■ **Exercise details**:
Please go line by line and repeat the data below exactly, with no images.

■ **Data supplied**:
────────
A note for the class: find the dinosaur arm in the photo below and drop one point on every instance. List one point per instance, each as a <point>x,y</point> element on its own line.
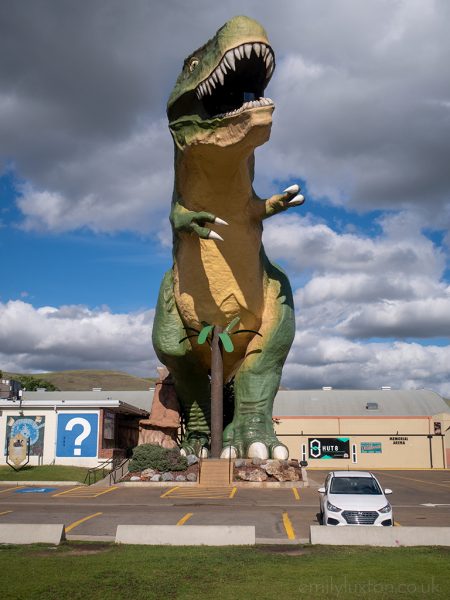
<point>190,221</point>
<point>279,202</point>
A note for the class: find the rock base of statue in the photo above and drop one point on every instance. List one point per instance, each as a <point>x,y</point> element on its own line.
<point>161,428</point>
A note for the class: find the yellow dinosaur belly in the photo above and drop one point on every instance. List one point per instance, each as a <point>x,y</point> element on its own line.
<point>217,281</point>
────────
■ **Task result**:
A note for the class: find the dinosaur arm in the photo below and drop one point on every instance. List one point per instance, each as a <point>x,y</point> element on its own line.
<point>190,221</point>
<point>279,202</point>
A note for the class: find the rock base of statue in the photo above and drop one point on every instance. List one point per instance, each as a <point>x,y</point> element on its own line.
<point>161,428</point>
A note for the class: find the yellow dinosaur belly in the photo above and drop one point on every instance. List one point per instance, each as a <point>x,y</point> element on its own line.
<point>217,281</point>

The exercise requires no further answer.